=== Task material ===
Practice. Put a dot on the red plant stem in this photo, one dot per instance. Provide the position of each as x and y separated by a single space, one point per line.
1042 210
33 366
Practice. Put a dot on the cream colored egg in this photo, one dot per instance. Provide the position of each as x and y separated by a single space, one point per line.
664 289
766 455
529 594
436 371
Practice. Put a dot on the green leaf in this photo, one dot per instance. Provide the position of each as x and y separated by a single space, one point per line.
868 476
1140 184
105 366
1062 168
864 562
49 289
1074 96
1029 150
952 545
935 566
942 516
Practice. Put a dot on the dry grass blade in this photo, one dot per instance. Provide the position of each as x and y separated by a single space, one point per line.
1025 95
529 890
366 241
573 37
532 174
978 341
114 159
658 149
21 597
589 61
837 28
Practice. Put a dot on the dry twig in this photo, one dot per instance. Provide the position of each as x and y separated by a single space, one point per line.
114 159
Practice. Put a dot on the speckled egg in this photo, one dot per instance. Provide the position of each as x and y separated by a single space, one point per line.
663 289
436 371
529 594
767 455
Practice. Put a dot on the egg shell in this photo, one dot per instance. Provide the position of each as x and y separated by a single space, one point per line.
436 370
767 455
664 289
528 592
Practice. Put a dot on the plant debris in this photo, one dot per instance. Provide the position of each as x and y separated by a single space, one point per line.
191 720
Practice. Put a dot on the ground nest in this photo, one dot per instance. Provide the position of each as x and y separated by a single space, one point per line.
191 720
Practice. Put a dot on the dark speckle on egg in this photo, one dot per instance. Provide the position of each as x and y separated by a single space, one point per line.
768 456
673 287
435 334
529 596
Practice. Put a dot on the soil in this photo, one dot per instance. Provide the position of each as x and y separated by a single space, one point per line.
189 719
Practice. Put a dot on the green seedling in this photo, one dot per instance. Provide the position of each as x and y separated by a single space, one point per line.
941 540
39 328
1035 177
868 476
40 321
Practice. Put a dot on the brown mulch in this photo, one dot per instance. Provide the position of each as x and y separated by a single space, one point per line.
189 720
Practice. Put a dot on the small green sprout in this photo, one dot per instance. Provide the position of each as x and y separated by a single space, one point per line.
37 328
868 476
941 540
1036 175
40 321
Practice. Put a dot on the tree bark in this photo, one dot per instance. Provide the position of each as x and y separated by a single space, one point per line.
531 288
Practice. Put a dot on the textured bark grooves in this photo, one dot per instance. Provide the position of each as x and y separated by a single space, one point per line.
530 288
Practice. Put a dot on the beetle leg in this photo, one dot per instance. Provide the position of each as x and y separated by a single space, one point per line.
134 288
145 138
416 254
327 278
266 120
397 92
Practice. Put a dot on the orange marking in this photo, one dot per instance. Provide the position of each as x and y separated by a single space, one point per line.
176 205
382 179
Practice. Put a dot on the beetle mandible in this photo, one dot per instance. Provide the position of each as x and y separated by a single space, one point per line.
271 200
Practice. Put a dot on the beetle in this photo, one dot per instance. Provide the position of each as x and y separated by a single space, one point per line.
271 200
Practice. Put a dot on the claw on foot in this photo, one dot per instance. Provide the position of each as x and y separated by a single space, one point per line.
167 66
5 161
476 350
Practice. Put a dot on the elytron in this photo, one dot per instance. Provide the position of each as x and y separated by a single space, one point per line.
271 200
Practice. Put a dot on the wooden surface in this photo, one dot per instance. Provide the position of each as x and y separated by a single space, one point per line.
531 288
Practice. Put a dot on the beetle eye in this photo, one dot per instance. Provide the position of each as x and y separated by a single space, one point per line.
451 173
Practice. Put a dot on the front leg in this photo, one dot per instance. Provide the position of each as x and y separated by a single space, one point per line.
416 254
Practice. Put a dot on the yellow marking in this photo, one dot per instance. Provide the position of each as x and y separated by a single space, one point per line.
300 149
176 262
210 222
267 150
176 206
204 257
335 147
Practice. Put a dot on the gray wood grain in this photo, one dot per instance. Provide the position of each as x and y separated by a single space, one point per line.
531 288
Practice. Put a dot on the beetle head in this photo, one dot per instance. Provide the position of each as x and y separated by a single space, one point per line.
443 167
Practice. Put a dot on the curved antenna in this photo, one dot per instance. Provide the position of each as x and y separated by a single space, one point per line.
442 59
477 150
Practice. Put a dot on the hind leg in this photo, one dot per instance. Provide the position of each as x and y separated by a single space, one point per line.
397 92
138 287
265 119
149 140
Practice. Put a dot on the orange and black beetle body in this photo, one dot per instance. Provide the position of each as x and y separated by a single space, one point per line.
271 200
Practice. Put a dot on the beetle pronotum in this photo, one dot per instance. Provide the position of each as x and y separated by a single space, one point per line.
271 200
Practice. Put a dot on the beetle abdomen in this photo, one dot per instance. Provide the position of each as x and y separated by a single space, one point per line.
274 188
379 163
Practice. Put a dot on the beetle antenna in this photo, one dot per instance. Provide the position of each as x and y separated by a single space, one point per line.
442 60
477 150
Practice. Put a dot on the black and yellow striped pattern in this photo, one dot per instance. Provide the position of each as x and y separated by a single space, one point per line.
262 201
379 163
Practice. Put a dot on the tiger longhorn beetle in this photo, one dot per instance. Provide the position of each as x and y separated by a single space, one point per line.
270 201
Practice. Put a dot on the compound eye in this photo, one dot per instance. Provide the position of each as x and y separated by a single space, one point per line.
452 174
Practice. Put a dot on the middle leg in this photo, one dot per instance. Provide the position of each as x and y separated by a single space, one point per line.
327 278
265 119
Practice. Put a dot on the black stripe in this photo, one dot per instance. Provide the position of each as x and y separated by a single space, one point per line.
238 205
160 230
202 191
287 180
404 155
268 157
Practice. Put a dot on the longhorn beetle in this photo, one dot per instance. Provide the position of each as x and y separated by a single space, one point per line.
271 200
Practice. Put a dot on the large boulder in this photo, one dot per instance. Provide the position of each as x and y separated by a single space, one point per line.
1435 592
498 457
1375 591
===
*What the exercise asks*
A faithful copy of all the material is the required answer.

*Written response*
Practice. Put a dot on the red plant stem in this photo, one dot per instance. Provide the position of each as x and y separated by a single space, one point per line.
1042 210
33 366
Practice. Put a dot on the cream colored egg in this photo, one dot per instance. Provide the position of each as x and y separated by a single space, one point per line.
664 289
766 455
529 594
436 371
Practice. Put a dot on the green leaf in this photo, one dot per instance. Provide the position of each as x and y separated by a single space, one point per line.
868 476
1140 184
105 366
1062 168
864 562
49 289
1074 96
1029 150
952 545
935 566
942 516
Practice. Put a dot on the dry grass blade in this photo, one dot per instance. Provide the position of each as x and y separated by a single space, one point per line.
1025 95
529 890
366 241
573 37
532 174
978 341
114 159
658 149
21 597
589 61
837 28
Practice. Put a dot on the dry twig in this photo, one dot per instance. Provide the position of each as x and y separated by a single space, one point per line.
114 159
Practice. Put a dot on the speckled egg in this photo, one dot per instance. Provide the position of each as x and y separated by a single space, one point per line.
663 289
436 371
529 594
767 455
Practice. Put a dot on the egg shell in this photo, one dot per instance. Provide the position of each as x and y separated by a single space, one point per line.
436 370
767 455
664 289
528 592
Practice. Put a dot on the plant debris in this photo, one dot per instance. Provide the position of each as x and y separated by a single space, one point per line.
191 720
Practice. Put a dot on the ground nest in this photo, one dot per instance. Provide the position of each as x and y separated by a single space, one point per line.
191 720
Practice. Put a dot on the dark speckle on egg in this photo, one dot per instance. Provide the position of each as x and y separated by a single space, one point per line.
768 456
673 287
435 334
529 596
Practice. Put a dot on the soil in this photo, one dot per instance. Provide the position of each as x and y separated by a single space, one point per line.
189 719
Practice. Put a dot on the green seedling in this photo, one dot per instance. Provide the position of each as x and y separated by a single space, one point per line.
941 540
39 328
1035 177
868 476
40 321
Practice. Put a dot on the brown mulch in this photo, one dot per instance. Provide the position of each as x and y separated by a single space, one point per line.
189 720
Practice. Put a dot on the small green sprout in this photo, one dot per instance. Provide the position of each as x and y separated by a single space, one point per line.
37 328
868 476
941 540
1036 175
40 321
Practice. Put a dot on the tree bark in this photo, one dot per instance. Provide the position of each as x and y separated by a single space, one point per line.
531 288
Practice. Put a dot on the textured bark grooves in this photo, one dot per instance. Provide the position of each as x and y separated by a single space, one point per line.
530 288
Practice. Put a dot on the beetle leg in this photo, one dot per instance. Provide the position of each as x and y separated by a single space, one point per line.
134 288
145 138
416 254
327 278
266 120
397 92
Practice. Put a dot on the orange marking in this photo, one dot per instance. Provide the position of each as x and y separated by a single space, one point per line.
176 205
382 179
Practice. Put a dot on the beetle mandible in this photo, one dot per instance. Provide the position of each as x and y separated by a single space, one point per line.
271 200
Practice. Put a dot on the beetle in this photo, one dot per instance. Provide the position of each as x and y separated by a single space, one point per line.
271 200
Practice. Put a dot on the claw on foot in this photo, one dot per instance. Provide the position of each as x and y separated by a single space, one point per line.
167 66
5 161
476 350
Practice. Put a dot on the elytron in this photo, one dot per instance. Provide the position of each as x and y separated by a single space, one point per line.
271 200
Practice. Put a dot on the wooden surface in this photo, one dot per instance. Provide the position of each as x and y separated by a single space, one point per line.
531 288
Practice. Put a dot on the beetle eye in this photo, one dot per instance. Provide the position of each as x and y separated by a single space, one point per line.
451 173
Practice. Put a dot on the front leg in this photo, one dot per instance. Provide the position of each as x and y separated by a single space, one point per line.
416 254
Practice. Put a dot on the yellow marking in this photo, one dot per instance. Provide the position of each as x and y separated by a single space, one point per line.
300 149
176 262
210 222
267 150
176 206
204 257
335 147
Practice. Put a dot on the gray wood grain in this photo, one dot per instance. Provide the position of each as x and y separated by a single space, one point per line.
531 288
Practice. Put a dot on the beetle head in this photo, one dot per instance. Provide the position of each as x and y separated by a single space, one point per line.
443 167
Practice. Put a dot on the curved antenna in this photo, one dot per instance. Provide the position of each as x and y separated by a single space, one point per line.
442 59
477 150
Practice. Put a dot on the hind leg in this photo, one dot per instance. Provide the position of each as x and y separated by a single space, one point per line.
397 92
138 287
265 119
149 140
Practice. Put a dot on the orange and black beetle body in this photo, one dot per instance. Provide the position of each as x and y separated by a single space, one point per line.
271 200
Practice. Put a dot on the beetle pronotum in this photo, one dot per instance. Provide the position of each as x and y separated by a single space, one point per line.
271 200
Practice. Put a dot on the beetle abdomen in this photo, one dot per instance. Provide the position of each as x and y separated by a single space, one point per line.
274 188
379 163
Practice. Put a dot on the beetle antenna in this photo, one dot per instance. Provide the position of each as x and y separated by a single space, one point per line.
442 60
477 150
Practice. Put a dot on the black and yellow striped pattern in this photo, one dot per instance. Provide the position of each as x and y separated by a single space, one point per line.
262 201
379 163
Practice. Put a dot on the tiger longhorn beetle in this photo, one dot per instance. Provide the position of each as x and y separated by a single space, one point per line.
270 201
Practice. Put a dot on the compound eye in this photo, one dot per instance. Provide the position of each as x and y separated by a single space, one point per line.
452 174
Practice. Put a dot on the middle leg in this photo, one dot per instance. Provide the position of each as x and y separated by a single space, one point per line.
327 278
265 119
Practice. Put a dot on the black stripe in this photo, one dot per instance. Provide the position of each as x and y separated by a single space, one point per line.
238 205
160 230
202 191
287 180
404 155
268 157
Practice. Put a dot on the longhorn beetle in this photo, one dot per instance. Provide the position of each as x and y separated by a single space, one point per line.
271 200
Practice. Put a dot on the large boulder in this photo, one dot per instance. Provide the position of each as x and y separated by a single space, one point per line.
1435 592
498 457
1375 591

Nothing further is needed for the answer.